> _Your objective_
Two lines mark the range in the entries below: the one holding "Return the segmentation of every instance of the <item>bench" and the one holding "Return the segmentation of every instance of the <item>tree". Set down those two and all lines between them, exactly.

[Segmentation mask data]
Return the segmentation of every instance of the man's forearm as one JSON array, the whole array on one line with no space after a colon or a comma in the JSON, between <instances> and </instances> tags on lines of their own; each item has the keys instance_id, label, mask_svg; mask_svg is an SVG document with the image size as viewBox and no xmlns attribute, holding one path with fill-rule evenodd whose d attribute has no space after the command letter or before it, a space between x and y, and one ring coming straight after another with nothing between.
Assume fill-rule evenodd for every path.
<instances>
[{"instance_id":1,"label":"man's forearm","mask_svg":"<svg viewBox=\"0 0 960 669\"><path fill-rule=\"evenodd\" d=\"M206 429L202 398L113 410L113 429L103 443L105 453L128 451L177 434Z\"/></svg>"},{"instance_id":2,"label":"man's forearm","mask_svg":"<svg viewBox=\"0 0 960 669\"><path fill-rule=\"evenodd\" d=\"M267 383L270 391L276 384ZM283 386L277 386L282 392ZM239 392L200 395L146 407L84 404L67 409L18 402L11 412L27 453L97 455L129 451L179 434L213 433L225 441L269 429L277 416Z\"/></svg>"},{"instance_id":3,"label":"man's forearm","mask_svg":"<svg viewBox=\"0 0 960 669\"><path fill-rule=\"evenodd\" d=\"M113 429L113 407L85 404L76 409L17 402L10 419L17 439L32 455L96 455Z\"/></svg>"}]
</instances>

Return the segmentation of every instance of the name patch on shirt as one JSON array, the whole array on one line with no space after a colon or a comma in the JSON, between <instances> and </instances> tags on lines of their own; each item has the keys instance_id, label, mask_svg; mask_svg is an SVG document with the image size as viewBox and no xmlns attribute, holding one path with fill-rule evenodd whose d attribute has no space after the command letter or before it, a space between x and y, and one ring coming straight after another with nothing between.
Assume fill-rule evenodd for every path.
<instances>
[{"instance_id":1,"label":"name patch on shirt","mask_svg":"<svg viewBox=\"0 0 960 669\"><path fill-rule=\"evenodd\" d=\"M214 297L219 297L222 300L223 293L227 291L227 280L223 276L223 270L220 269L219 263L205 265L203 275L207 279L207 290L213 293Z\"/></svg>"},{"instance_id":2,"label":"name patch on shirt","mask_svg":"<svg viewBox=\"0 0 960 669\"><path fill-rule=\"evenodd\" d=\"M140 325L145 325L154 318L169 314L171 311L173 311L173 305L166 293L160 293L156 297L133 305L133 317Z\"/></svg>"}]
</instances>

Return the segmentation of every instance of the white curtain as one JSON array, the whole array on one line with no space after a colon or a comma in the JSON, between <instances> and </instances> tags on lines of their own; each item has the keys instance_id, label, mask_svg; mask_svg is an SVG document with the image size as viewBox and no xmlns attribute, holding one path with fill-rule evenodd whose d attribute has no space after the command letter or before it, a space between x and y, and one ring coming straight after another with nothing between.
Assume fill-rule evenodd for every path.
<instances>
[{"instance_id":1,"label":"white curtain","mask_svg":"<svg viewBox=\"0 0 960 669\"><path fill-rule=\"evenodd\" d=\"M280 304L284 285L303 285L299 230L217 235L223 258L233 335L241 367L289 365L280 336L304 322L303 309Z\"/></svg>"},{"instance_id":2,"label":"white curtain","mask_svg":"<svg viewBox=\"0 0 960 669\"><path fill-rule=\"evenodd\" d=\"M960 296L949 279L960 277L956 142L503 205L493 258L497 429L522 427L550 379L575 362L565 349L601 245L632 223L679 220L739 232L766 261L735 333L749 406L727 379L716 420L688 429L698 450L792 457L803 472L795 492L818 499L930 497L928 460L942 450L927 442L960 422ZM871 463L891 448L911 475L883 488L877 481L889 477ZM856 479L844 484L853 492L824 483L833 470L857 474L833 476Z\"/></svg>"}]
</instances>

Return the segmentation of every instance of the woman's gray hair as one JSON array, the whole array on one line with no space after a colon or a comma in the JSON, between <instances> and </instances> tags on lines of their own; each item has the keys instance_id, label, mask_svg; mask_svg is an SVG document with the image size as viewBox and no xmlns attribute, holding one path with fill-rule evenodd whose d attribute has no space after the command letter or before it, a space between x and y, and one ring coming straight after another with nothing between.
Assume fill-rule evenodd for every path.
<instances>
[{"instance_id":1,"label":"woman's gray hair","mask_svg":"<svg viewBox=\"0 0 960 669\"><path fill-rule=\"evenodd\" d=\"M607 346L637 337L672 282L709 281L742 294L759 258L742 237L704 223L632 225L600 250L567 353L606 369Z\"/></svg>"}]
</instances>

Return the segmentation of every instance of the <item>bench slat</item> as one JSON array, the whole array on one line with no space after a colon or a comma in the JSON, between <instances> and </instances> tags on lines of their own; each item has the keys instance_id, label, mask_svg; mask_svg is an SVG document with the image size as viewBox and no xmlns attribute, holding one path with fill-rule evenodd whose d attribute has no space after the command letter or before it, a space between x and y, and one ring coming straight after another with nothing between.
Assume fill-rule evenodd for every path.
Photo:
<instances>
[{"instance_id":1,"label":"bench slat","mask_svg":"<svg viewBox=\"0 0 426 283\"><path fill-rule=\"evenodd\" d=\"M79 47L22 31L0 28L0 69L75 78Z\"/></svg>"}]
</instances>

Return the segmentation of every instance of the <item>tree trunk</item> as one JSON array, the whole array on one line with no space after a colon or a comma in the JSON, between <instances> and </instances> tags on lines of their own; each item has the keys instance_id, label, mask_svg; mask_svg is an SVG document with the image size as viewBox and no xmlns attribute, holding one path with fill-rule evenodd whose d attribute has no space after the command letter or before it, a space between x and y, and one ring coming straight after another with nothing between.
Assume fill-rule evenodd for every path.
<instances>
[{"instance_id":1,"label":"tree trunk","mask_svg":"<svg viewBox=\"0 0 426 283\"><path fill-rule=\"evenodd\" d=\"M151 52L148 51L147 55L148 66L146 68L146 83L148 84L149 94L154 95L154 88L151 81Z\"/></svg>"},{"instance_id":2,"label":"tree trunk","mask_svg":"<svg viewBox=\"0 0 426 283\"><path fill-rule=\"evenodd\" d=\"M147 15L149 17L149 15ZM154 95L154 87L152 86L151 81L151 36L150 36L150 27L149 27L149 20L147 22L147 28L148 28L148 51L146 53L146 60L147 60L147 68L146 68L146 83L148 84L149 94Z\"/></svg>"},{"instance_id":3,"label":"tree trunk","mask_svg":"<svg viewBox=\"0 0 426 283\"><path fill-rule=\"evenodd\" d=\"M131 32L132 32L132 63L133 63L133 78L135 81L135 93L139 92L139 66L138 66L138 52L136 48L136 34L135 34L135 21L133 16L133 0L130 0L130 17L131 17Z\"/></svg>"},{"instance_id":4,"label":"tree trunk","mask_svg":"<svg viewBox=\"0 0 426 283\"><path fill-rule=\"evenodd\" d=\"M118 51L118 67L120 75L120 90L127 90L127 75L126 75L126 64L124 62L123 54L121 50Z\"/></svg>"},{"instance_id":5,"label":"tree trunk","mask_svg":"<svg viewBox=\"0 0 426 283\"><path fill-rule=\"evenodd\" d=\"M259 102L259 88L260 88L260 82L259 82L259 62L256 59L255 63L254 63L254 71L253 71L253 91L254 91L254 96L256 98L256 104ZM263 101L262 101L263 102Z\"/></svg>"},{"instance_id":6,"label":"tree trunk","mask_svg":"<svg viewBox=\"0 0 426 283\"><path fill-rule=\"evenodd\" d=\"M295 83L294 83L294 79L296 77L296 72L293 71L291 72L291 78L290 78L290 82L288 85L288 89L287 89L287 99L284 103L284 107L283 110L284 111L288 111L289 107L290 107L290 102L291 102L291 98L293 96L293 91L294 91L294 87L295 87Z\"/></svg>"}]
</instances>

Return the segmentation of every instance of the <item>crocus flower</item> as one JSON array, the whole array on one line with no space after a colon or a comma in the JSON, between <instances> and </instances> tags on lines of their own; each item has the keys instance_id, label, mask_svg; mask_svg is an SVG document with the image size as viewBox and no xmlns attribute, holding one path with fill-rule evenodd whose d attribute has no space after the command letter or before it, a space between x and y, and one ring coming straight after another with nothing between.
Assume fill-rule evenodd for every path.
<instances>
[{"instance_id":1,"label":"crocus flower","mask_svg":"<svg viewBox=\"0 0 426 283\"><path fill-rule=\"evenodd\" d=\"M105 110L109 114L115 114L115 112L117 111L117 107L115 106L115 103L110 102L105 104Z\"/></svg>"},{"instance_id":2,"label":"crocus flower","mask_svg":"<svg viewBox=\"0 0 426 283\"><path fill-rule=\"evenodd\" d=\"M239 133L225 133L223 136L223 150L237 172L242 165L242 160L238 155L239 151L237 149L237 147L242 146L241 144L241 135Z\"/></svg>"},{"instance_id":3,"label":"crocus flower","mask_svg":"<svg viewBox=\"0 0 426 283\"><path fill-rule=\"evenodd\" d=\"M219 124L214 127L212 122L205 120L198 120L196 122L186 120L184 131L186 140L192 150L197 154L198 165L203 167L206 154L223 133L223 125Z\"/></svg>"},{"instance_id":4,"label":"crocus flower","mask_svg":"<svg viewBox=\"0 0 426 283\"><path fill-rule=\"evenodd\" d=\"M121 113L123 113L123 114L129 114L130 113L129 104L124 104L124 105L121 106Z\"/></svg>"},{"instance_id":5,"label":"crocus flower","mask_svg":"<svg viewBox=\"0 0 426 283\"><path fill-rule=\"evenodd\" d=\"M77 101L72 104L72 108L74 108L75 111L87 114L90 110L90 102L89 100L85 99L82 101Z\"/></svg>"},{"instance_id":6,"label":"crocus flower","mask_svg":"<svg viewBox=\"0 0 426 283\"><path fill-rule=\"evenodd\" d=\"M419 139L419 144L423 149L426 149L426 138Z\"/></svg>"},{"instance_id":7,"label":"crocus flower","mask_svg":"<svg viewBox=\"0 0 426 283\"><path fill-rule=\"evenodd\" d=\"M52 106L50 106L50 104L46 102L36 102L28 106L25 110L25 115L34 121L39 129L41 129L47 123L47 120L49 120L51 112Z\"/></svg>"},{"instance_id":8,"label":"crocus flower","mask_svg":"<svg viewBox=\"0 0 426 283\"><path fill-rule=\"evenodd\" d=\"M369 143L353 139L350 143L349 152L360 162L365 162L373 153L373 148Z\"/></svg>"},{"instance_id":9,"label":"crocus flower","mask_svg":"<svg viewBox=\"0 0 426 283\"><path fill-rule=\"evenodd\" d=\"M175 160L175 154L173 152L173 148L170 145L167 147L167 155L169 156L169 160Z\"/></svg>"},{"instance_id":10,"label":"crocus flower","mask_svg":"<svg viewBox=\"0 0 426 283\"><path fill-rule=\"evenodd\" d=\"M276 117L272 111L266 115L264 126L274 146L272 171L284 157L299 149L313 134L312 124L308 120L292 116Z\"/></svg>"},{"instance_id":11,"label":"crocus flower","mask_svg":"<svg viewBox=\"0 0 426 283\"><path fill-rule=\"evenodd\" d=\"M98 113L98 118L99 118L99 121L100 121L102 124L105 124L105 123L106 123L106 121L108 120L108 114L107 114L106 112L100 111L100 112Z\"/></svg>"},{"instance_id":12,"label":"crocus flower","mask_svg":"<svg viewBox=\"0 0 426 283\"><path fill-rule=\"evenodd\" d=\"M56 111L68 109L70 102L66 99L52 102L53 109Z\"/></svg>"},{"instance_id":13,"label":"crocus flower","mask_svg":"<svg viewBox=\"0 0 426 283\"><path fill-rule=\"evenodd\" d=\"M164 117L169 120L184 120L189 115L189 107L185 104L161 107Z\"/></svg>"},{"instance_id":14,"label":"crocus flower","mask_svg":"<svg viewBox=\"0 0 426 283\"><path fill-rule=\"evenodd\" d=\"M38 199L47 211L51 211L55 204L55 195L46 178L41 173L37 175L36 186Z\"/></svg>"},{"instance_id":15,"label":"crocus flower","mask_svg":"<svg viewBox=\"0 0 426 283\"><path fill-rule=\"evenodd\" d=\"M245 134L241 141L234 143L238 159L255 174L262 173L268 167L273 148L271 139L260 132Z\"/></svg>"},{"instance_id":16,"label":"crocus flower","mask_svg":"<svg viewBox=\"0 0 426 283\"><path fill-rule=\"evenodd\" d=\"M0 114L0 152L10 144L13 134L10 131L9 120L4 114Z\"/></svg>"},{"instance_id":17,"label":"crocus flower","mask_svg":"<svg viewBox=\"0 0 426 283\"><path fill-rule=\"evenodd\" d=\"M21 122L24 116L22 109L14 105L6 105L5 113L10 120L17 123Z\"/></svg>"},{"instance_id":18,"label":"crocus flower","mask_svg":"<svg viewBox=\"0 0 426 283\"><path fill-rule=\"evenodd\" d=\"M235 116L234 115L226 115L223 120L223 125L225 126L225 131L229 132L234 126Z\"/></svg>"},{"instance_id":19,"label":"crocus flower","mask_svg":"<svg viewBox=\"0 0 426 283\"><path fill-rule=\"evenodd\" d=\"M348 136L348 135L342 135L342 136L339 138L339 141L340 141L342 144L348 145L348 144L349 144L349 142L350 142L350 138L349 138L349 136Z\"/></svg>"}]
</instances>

> _Output of the task_
Return the segmentation of every instance of the <item>bench slat</item> as one JSON array, the whole array on one line with no space after a colon or a comma in the JSON, between <instances> and </instances> tags on lines of their own; each item has the keys instance_id, label, mask_svg; mask_svg is an SVG document with the image size as viewBox and no xmlns attribute, holding one path with fill-rule evenodd whose d attribute has no space after the command letter or before it, a space between x and y, and one ring coming straight after another with nothing between.
Assume fill-rule evenodd for every path.
Photo:
<instances>
[{"instance_id":1,"label":"bench slat","mask_svg":"<svg viewBox=\"0 0 426 283\"><path fill-rule=\"evenodd\" d=\"M79 47L22 31L0 28L0 69L75 78Z\"/></svg>"}]
</instances>

Return the segmentation of every instance of the <item>tree trunk</item> as one JSON array, the whole array on one line with no space after a colon or a comma in the JSON, between <instances> and </instances> tags on lines of their own; each item has the keys instance_id, label, mask_svg; mask_svg is an SVG document with the image size as viewBox and no xmlns attribute, holding one path with fill-rule evenodd whose d attribute has no space after the command letter or before it, a space between x and y, and one ring coming straight after another with nothing between.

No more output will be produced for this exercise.